### DATA FOR PROCESSING
Begin

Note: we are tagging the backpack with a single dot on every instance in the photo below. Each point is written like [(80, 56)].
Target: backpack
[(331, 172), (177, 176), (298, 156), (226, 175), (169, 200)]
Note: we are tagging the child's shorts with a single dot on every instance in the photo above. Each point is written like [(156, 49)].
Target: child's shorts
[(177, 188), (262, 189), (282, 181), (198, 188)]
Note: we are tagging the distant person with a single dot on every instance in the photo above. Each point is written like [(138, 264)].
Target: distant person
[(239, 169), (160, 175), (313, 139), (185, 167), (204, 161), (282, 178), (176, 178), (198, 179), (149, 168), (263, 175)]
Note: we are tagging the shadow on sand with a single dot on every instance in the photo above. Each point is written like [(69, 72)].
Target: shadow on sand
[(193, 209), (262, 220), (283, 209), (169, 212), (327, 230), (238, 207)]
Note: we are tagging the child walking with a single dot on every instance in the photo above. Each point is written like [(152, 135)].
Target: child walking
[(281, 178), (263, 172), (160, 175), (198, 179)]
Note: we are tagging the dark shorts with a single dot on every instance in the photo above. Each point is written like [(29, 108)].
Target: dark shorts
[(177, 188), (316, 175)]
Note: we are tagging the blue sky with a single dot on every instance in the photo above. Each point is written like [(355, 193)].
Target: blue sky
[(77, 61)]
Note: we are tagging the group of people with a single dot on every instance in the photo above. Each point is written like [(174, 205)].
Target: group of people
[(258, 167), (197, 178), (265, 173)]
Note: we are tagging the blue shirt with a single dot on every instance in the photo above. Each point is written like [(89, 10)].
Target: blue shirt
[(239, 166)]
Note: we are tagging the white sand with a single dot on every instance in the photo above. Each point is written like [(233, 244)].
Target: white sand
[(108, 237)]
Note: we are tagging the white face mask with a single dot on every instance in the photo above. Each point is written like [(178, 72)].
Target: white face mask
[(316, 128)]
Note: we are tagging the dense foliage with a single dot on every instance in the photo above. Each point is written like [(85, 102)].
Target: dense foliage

End

### OBJECTIVE
Could you reproduce the material above word for word, from its first line through its last?

### OUTPUT FOR THIS TASK
Note: we are tagging the backpack with a single dot on every instance in the photo below. Each point is written like [(80, 56)].
Target: backpack
[(331, 172), (177, 176), (298, 156), (226, 175), (169, 200)]
Note: we are tagging the child's shorts with a single dot on every instance in the photo above. Each point is written like [(156, 49)].
Target: child's shorts
[(177, 188), (262, 189), (282, 181), (198, 188)]
Note: we are tagging the distant person with a single dot on every instance in the photo above. Each point is written like [(138, 264)].
Target: distant person
[(239, 169), (160, 175), (313, 139), (185, 167), (204, 161), (282, 178), (176, 178), (198, 179), (149, 168), (263, 175)]
Note: we are tagging the shadow on sand with a single dot on every instance in the photo above. Each point is written like [(69, 72)].
Target: shadow on sand
[(193, 209), (262, 220), (283, 209), (169, 212), (327, 230), (238, 207)]
Note: we are tagging the child walking with a single dot on every instance in the photo above. Each point is written like [(152, 135)].
Target: child walking
[(281, 178), (263, 172), (160, 175), (198, 179)]
Note: we are tagging the dark shorts with a single dot on every instance in the photo above. Each point is written like [(29, 108)].
Target: dark shorts
[(177, 188), (316, 175)]
Note: we are tagging the blue sky with a single dot on every instance in the photo above. Each point is written like [(355, 193)].
Target: blue sky
[(77, 61)]
Note: we are tagging the group of people with a single dot on every instance in the photo above. Each point is written like [(174, 205)].
Target: group of people
[(258, 167), (197, 178), (265, 173)]
Note: we are tagging the blue shirt with a single dot on every instance in the photo above. Each point is written like [(89, 10)].
Target: blue shirt
[(239, 166)]
Note: we are tagging the white sand with a single dot on every instance in the photo above. Each point is written like [(233, 244)].
Target: white sand
[(108, 237)]
Note: we are tagging the white face mask with a single dot on every instance in the photo above. Each point is written like [(178, 72)].
Target: white face mask
[(316, 128)]
Note: we are tagging the dense foliage with a single dot on every instance in the photo above. Each point is written like [(85, 102)].
Target: dense foliage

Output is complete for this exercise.